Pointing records
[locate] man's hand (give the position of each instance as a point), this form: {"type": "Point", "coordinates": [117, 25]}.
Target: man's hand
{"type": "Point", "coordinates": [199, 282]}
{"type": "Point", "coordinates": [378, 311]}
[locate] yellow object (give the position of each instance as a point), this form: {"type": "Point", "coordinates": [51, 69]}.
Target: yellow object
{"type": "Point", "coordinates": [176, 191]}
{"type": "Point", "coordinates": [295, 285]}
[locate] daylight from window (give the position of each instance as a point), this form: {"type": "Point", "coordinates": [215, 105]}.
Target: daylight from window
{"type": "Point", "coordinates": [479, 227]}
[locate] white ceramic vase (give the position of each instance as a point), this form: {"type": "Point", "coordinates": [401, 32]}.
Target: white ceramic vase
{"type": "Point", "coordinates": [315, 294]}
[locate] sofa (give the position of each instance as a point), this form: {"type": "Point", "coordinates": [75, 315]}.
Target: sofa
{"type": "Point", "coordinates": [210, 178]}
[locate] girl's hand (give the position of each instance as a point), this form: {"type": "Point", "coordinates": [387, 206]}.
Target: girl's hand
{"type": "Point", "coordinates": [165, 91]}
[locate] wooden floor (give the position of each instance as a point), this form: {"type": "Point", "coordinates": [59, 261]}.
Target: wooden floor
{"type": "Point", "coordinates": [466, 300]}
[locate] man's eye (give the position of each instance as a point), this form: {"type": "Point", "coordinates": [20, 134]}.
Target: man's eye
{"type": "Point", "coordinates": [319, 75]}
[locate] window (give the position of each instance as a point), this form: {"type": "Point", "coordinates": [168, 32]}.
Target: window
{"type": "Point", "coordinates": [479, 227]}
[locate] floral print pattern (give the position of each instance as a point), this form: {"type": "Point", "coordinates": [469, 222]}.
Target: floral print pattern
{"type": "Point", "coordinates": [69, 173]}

> Exercise objective
Repeat exactly the lines from the line containing "[locate] man's eye" through the end of the listing above; both boundary lines are part of the output.

> Full output
[locate] man's eye (give the position of each instance as a point), this form: {"type": "Point", "coordinates": [20, 134]}.
Target: man's eye
{"type": "Point", "coordinates": [319, 75]}
[locate] window (give the position of each instance as a point), this form: {"type": "Point", "coordinates": [168, 32]}.
Target: window
{"type": "Point", "coordinates": [479, 227]}
[locate] floral print pattern (give the position of each instance as a point), this form: {"type": "Point", "coordinates": [469, 222]}.
Target: floral print pattern
{"type": "Point", "coordinates": [69, 173]}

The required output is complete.